● Yapılacak İşler
A) Anne babalar ve sınav üzerine yazıdaki "Çocuklarımız sınava hazırlanırken, ortaya" ifadesinden "sorumluluk içine girecektir." ifadesine kadar uzanan bölümü, iki uç da dahil, hiç değiştirmeden aktarın.
B) Kayıtlarda "TARGET = striped shirt" ifadesini içeren satırdan kayıtların sonuna kadar uzanan satırları, iki uç da dahil, olduğu gibi yazın.

● Verilen Metin
---

12 Mart 2010 Cuma

ANNE BABA HAZIR MI SINAVA

ANNE BABA HAZIR MI SINAVA
Çocukları ile beraber sınavlara hazırlanan, sınavlara giren ve sınav sonuçlarını da kendi başarı ve/veya başarısızlıkları gibi algılayan anne babaların sayısı azımsanamayacak kadar çoktur?

Çocuklarımız sınava hazırlanırken, ortaya çıkan sonuçtan ya gurur duyarız, ya da büyük bir hezimete uğrarız! Biz sınava ne kadar çok ağır anlamlar yükler isek, çocuğumuz bu ağır anlamları algılayacak ve bu anlamlarımıza uygun olarak bir sorumluluk içine girecektir.

Çocuğumuzun kapasite, ilgi ve yeteneklerine uygun bir hedef belirlemesine yardımcı olduktan sonra, bunu gerçekleştirmek için bizim sağlayacağımız imkanları kendisine sunduktan sonra çocuğumuza olumlu motivasyon sağlayarak ona olan, inancımızın, takdirimizin, sevgimizin ve bizim gözümüzde ki değerinin sınav sonucuyla ilgili olmayacağını göstermemiz gerekmektedir.

---

(Koordinat işaretleme kayıtları)
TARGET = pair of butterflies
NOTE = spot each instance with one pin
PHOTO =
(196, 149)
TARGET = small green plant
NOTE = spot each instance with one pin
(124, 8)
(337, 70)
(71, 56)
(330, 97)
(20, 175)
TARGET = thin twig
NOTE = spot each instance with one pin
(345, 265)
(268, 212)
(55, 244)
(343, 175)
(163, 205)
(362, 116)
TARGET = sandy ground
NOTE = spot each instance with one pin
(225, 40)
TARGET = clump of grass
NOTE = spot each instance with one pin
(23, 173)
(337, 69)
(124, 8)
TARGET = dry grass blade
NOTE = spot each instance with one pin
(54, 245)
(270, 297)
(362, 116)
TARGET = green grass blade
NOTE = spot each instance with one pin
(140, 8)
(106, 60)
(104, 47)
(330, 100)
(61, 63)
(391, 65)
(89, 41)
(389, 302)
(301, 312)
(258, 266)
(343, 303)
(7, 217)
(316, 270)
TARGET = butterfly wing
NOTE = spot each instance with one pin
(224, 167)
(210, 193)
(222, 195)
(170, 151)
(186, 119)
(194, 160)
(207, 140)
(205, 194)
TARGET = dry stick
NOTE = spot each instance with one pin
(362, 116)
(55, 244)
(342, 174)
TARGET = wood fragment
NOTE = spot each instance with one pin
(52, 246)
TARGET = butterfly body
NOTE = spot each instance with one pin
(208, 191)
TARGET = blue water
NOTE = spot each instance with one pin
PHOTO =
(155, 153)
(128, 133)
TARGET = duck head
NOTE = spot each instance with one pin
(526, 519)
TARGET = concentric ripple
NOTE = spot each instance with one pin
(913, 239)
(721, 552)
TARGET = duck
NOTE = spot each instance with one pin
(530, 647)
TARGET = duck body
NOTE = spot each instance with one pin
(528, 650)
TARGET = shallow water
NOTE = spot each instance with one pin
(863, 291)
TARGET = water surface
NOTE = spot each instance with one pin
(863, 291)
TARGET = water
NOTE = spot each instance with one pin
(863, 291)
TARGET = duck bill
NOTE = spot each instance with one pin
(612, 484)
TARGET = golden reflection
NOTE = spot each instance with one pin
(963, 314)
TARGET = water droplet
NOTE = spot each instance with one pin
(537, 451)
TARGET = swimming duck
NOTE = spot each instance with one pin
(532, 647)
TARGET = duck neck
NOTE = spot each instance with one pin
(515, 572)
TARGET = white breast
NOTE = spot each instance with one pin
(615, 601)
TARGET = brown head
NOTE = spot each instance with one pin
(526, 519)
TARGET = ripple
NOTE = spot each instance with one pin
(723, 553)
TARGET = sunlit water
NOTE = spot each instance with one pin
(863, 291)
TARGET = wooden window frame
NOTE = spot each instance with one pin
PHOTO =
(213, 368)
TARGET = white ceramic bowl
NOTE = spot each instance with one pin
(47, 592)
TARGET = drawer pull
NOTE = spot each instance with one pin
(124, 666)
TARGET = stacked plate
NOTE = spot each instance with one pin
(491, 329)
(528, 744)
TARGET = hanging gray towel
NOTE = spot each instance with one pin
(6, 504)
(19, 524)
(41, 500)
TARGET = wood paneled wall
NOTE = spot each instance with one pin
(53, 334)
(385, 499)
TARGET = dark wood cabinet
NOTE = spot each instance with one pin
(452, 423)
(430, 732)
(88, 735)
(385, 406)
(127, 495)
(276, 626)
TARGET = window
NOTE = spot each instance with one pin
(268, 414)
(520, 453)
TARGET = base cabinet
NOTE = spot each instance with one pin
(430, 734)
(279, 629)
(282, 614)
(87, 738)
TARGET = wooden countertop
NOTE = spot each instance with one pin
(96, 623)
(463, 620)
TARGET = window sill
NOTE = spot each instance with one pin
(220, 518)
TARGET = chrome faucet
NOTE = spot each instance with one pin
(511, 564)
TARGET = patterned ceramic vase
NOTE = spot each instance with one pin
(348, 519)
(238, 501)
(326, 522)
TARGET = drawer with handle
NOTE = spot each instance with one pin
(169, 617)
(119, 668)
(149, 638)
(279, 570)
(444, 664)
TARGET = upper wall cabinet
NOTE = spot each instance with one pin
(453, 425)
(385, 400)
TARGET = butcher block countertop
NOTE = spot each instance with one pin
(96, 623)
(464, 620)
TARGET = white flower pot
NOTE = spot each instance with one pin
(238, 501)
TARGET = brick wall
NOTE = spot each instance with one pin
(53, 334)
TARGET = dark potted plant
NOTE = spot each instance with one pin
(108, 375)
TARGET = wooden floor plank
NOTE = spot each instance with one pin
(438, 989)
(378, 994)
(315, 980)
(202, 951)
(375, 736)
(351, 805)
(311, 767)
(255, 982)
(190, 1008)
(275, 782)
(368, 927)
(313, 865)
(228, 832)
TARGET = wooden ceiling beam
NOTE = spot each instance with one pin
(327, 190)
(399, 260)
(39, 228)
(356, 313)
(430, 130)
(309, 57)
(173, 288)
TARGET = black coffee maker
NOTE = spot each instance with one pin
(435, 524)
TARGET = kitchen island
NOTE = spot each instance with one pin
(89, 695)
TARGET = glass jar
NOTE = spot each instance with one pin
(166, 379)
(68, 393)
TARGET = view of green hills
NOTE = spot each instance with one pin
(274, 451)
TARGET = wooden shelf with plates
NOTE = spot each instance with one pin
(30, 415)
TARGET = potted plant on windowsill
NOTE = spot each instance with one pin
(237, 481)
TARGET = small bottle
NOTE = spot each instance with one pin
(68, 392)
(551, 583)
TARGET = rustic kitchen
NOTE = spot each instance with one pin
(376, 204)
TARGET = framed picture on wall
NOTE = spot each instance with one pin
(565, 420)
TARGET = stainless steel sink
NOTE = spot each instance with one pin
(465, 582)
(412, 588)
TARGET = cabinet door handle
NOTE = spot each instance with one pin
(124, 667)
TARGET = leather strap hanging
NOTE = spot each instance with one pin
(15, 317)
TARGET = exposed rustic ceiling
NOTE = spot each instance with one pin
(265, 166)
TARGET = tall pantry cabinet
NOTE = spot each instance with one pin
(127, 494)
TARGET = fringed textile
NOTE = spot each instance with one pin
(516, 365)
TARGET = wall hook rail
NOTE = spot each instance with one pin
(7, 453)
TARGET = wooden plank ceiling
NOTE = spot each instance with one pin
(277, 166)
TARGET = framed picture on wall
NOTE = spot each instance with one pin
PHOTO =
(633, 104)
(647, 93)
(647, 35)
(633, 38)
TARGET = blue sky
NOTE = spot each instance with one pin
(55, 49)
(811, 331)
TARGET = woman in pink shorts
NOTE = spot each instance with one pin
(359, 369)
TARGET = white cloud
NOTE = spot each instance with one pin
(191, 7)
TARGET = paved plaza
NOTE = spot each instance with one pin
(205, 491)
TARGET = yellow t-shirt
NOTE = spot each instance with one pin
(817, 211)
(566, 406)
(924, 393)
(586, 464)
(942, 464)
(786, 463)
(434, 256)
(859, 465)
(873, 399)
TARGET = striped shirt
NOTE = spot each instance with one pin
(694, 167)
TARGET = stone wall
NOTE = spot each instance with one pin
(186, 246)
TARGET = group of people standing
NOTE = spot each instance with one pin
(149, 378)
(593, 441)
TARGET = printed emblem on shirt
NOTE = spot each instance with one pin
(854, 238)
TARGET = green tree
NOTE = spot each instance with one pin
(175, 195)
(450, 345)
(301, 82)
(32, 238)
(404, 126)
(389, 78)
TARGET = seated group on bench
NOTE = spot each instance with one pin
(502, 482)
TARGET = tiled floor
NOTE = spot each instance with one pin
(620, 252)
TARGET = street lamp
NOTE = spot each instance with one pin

---

● Problem Çözümleri
A)
Çocuklarımız sınava hazırlanırken, ortaya çıkan sonuçtan ya gurur duyarız, ya da büyük bir hezimete uğrarız! Biz sınava ne kadar çok ağır anlamlar yükler isek, çocuğumuz bu ağır anlamları algılayacak ve bu anlamlarımıza uygun olarak bir sorumluluk içine girecektir.

B)
TARGET = striped shirt
NOTE = spot each instance with one pin
(694, 167)
TARGET = stone wall
NOTE = spot each instance with one pin
(186, 246)
TARGET = group of people standing
NOTE = spot each instance with one pin
(149, 378)
(593, 441)
TARGET = printed emblem on shirt
NOTE = spot each instance with one pin
(854, 238)
TARGET = green tree
NOTE = spot each instance with one pin
(175, 195)
(450, 345)
(301, 82)
(32, 238)
(404, 126)
(389, 78)
TARGET = seated group on bench
NOTE = spot each instance with one pin
(502, 482)
TARGET = tiled floor
NOTE = spot each instance with one pin
(620, 252)
TARGET = street lamp
NOTE = spot each instance with one pin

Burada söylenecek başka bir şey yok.